> [Task directions] Return the full material exactly.

> [Entries supplied]

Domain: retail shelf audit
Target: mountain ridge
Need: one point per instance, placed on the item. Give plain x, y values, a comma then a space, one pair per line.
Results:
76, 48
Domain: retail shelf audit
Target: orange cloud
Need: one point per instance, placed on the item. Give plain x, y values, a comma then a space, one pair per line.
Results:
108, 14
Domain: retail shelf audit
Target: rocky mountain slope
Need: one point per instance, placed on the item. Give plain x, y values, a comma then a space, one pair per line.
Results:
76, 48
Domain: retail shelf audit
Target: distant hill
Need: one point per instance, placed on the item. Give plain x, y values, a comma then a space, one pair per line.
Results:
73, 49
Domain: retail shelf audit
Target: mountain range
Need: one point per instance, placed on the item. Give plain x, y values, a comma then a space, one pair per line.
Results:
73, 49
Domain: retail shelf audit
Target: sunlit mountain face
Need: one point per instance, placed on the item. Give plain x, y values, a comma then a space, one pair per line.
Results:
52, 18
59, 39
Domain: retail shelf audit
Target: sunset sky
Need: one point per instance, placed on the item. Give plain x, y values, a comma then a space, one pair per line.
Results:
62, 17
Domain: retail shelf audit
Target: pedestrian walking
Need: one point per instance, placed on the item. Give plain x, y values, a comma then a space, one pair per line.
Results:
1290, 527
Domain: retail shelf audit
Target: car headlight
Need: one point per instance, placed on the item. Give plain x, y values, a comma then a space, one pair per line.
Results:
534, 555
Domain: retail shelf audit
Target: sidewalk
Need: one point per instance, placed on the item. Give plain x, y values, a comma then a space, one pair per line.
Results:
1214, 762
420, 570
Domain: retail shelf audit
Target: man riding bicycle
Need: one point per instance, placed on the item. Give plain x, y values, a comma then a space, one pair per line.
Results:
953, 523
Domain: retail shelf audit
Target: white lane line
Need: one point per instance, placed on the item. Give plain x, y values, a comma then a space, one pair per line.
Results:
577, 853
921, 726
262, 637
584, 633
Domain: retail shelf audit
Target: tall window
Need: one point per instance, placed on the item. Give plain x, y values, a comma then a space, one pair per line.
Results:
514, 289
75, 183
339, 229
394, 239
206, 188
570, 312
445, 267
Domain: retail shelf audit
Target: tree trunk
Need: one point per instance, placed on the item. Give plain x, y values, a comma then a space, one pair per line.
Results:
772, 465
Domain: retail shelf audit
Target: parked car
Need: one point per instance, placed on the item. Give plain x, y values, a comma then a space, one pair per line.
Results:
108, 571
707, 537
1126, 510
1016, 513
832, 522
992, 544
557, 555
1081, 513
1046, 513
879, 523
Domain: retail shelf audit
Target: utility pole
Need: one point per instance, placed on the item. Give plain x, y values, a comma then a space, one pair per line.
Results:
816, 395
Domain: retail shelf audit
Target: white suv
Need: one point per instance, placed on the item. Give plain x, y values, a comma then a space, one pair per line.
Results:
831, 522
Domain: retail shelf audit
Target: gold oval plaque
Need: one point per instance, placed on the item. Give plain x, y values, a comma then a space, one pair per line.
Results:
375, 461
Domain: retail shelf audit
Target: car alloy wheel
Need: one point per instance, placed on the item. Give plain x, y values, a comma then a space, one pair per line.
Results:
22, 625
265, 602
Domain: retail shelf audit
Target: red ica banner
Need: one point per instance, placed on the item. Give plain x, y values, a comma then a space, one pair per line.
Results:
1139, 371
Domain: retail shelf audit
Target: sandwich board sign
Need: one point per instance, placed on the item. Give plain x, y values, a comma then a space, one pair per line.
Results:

> [Output for this task]
Domain: retail shelf audit
Target: mountain ridge
Need: one point per instance, placed on the item. Give plain x, y values, a comma then a space, one pair per line.
Results:
76, 48
Domain: retail shelf audit
Target: orange cloud
Need: one point per instance, placed on the item. Give plain x, y values, a comma then a space, one pair per line.
Results:
108, 14
Domain: retail shelf audit
Target: rocky mountain slope
Need: one point per instance, placed on the item. Give plain x, y values, a comma then a space, one pair per line.
Results:
76, 48
Domain: retail shelf audit
Target: distant hill
Need: one point per instance, placed on the item. Give plain x, y values, a comma then a space, one pair per line.
Results:
73, 49
Domain: retail shelf audit
Target: mountain range
Need: one point per instance, placed on the item. Give plain x, y values, a comma then a space, one pair per line.
Results:
73, 49
Domain: retail shelf audit
Target: sunlit mountain face
Need: one point per instance, placed on the item. Give plain x, y values, a comma then a space, one pair per line.
Results:
52, 18
59, 39
Domain: retail shelf audit
Target: sunset sky
Need: one point per instance, placed on the item. Give plain x, y values, a comma then a space, one pair per line.
Results:
62, 17
Domain: retail shelf audit
Target: pedestrian walking
Need: one point per instance, placed on the item. Give plain x, y values, a comma then a space, one pair per line.
Results:
1290, 527
Domain: retail shelf audit
Target: car headlight
Need: one point per instance, placed on the item. Give plain x, y values, a comma then a space, one pair per line.
Results:
534, 555
Domain: retail shelf audit
Target: sidewalk
Need: one point per instance, placed on the item. Give plain x, y values, a comma then a space, one pair per line.
Results:
1214, 762
420, 570
Domain: retail shelf audit
Target: man riding bicycle
Need: one point per instance, placed on the item. Give plain x, y values, a comma then a space, one pair per line.
Results:
953, 523
Domain: retail shelf audit
Target: white lane line
Need: one point per instance, placed on the item. Give plain x, y values, a comma then a space, one pair per line.
Results:
577, 853
921, 726
262, 637
584, 633
Domain: retail shelf audit
Target: tall window
Need: one point per instance, placed on the item. Give plain x, y values, a comma then a space, one pair per line.
Results:
514, 289
75, 183
339, 229
394, 239
206, 188
570, 312
445, 267
Domain: retail shelf audit
Target: tree trunk
Need: one point per instance, placed on the item. Give plain x, y values, a comma then a space, one pair per line.
Results:
772, 465
Domain: retail shelf audit
Target: parked car
Need: one point per instance, placed on the item. Give plain x, y values, a comma then a space, one pair per line.
Results:
108, 571
707, 537
1126, 510
1016, 513
832, 522
992, 544
557, 555
1081, 513
1046, 513
879, 523
Domain: retail shelf audit
Target: utility pole
Need: one point per instance, placed on the item. Give plain x, y values, a comma then a space, one pair per line.
Results:
816, 395
Domain: retail shelf audit
Target: white suv
Need: one point per instance, placed on the item. Give plain x, y values, a comma then a space, one pair per line.
Results:
831, 522
Domain: retail shelf audit
Target: gold oval plaque
Need: one point per instance, placed on the item. Give plain x, y values, a comma then a space, one pair per line.
Results:
375, 461
Domain: retail shelf audit
Target: car alloy wheel
Need: one point per instance, placed on the item. Give plain x, y values, a comma then a space, one pair per line.
Results:
22, 625
265, 602
Domain: retail shelf audit
Target: red ica banner
Need: one point per instance, placed on the item. Give plain x, y values, a comma then a space, one pair per line.
Results:
1139, 371
Domain: retail shelf audit
Target: sandwich board sign
Need: one point per instance, placed on the item. Give plain x, y values, a comma then a space, one pair per line.
Results:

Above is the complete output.